It was decided to set up five watch-towers and 25 new guard camps along the NH 37 that runs along the southern fringe of the park. The existing distance between two consecutive camps of wildlife staff inside Kaziranga Park would be reduced to two km to gear up vigil. A mobile squad would be appointed in addition to five new Rapid Action Force units.

The DFO informed that intelligence sharing and operation coordination between the state police force and wildlife staff in Kaziranga National Park had improved tremendously under trying circumstances. Police and wildlife officials have arrested 16 wildlife poachers from different parts of the state during February.

Track record

Fortyeight rhinos, the highest number ever, were killed by poachers in a single year in Kaziranga in 1992. After that the number gradually came down due to improvements in anti-poaching strategy. It came down to single digit (eight) figure in the year 1998, four in 1999, four in 2000, eight in 2001, four in 2002, three in 2003, four in 2004, seven in 2005, five in 2006. But it shot up to 18 in the year 2007.

The park is a significant natural habitat for in situ conservation of biological biodiversity of universal values. The wildlife area made an entry to the list of World Heritage Sites in 1985. Today, the one-horned Asiatic rhinoceros is found only in the Kaziranga National Park, Pobitora Wildlife Sanctuary, and Orang National Park. The entire rhino population in Manas National Park in Western Assam and Laokhowa Reserve Forest in Central Assam were killed from the 1980s to the 1990s by poachers and insurgents.

The estimated population of Indian one-horned rhinoceros in Kaziranga Park is 1855 as per the last census carried out in 2006. It was declared a game reserve in 1908 and a National Park in 1974 to save the one-horned rhino.

Lucrative trade

A single horn of the rhino is worth an exorbitant amount (about $45,000 per kg) in the international underground market of wildlife parts. The rhino horn is much sought after in South Asian and Arabian countries where people believe it to possess "medicinal and aphrodisiac values".

According to police and NGOs working in the field of wildlife, including Aaranyak, Rhino Foundation, the rhino poachers are only a part of an international racket involved in the trade of wildlife organs. The poachers are contracted by the racket to kill rhinos and collect the horn that is smuggled out of the country through international borders in the North-eastern states, especially Nagaland and Manipur.

The park also has elephants, swamp or wild buffalo, swamp deer, hog deer, barking deer, sambar, Hoolock gibbon, pythons, civet cat, wild boar and tigers. There is a rich variety of fresh water fowls, over 450 species of woodland and grassland birds of which 18 species are globally threatened. Found in abundance are egrets, pond herons, river tern, black-necked storks, pelican, partridges, Bengal florican stork, pied hornbill and fishing eagle.

Rhino Vision 2020

Four rhinos from the Pobitora Wildlife Sanctuary—which has the highest concentration of the animal per sq k— would be shifted to Manas National Park, Assam. The translocation is part of the Indian Rhino Vision 2020 that seeks to attain a 3,000-strong rhino population over seven protected areas of the state. Pobitora sanctuary, with an area of only 38 sq km has 81 rhinos. Four of them, two male and two female will be translocated.

In February 2005, the Kaziranga Park celebrated 100 years of rhino conservation and earned praise as the biggest conservation success story of the century. In February 2008, four rhinos had already been killed by poachers. The reasons for the vanishing rhinos are insurgency, inadequate equipment and an ageing staff that is unable to match the dexterity of the poachers who are armed with the latest weapons. Largescale poaching of the rhino for its horns is a part of the larger nexus of wildlife parts that fetch an astronomical prize in West Asia as well as South America.

The population of rhinos in Kaziranga, according to the 2006 Census is 1,886. The park also has 15 species of India’s threatened mammals included in Schedule I of the Indian Wildlife Act, 1972. Kaziranga is one of the few national parks in the world that has five big animals— the rhino, elephant, buffalo, tiger and deer. It also has the highest concentration of tigers in India: 86 at the last count.

= GIVEN RECORDS =
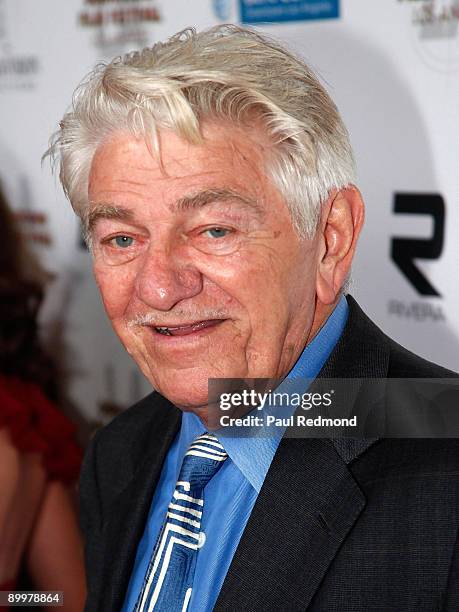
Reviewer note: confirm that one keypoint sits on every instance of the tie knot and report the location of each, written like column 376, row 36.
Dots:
column 202, row 461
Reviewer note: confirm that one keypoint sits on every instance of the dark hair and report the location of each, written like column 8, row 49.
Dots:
column 21, row 353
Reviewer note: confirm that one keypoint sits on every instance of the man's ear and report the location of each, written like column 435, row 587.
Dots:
column 341, row 221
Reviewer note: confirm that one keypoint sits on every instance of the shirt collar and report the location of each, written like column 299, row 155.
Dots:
column 253, row 454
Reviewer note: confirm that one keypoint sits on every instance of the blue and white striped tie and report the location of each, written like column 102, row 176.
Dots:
column 168, row 582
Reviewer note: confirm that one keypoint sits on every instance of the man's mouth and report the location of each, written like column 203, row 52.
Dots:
column 186, row 329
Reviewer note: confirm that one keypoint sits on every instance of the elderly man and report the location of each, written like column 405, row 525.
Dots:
column 215, row 180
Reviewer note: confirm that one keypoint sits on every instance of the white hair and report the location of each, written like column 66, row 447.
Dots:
column 224, row 73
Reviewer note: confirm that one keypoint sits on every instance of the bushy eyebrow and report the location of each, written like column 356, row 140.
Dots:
column 188, row 202
column 213, row 196
column 106, row 211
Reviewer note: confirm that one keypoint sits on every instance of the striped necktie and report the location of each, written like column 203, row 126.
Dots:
column 168, row 582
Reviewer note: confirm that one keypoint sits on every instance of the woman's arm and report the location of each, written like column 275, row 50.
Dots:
column 55, row 553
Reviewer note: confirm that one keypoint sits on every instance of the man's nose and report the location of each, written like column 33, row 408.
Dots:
column 164, row 280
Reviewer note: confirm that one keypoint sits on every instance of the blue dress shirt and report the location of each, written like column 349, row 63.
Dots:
column 231, row 494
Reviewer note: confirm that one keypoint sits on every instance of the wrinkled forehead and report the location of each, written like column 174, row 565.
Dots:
column 227, row 166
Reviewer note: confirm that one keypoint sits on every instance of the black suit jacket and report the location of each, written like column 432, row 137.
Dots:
column 339, row 525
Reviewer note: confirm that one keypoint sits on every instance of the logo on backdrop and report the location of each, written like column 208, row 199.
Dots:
column 17, row 70
column 258, row 11
column 222, row 9
column 119, row 23
column 406, row 251
column 435, row 25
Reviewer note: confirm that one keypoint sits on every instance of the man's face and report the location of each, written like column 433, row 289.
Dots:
column 200, row 269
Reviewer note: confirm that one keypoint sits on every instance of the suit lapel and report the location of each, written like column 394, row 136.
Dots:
column 306, row 507
column 128, row 514
column 309, row 500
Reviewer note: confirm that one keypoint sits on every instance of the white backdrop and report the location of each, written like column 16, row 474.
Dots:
column 392, row 66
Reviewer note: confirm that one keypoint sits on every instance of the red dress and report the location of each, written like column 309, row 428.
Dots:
column 36, row 425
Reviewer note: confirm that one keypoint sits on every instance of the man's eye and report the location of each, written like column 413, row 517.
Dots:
column 217, row 232
column 122, row 241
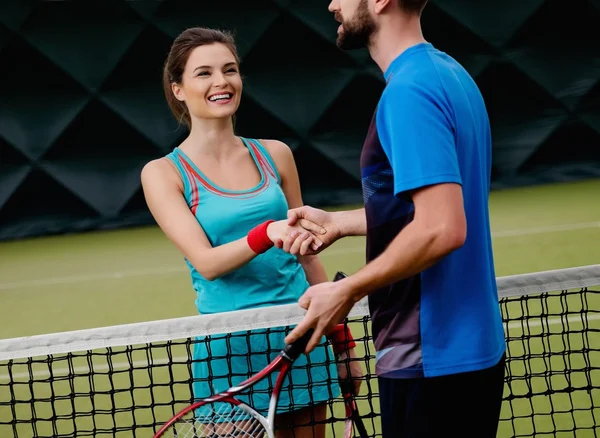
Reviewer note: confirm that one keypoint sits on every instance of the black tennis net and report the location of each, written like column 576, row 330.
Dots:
column 126, row 381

= PROBLEM TO SOLVE =
Answer these from the Kaziranga passage:
1. In what year did Kaziranga enter the list of World Heritage Sites?
2. How many rhinos does Pobitora sanctuary have?
3. How many tigers does Kaziranga have at the last count?

= PROBLEM SOLUTION =
1. 1985
2. 81
3. 86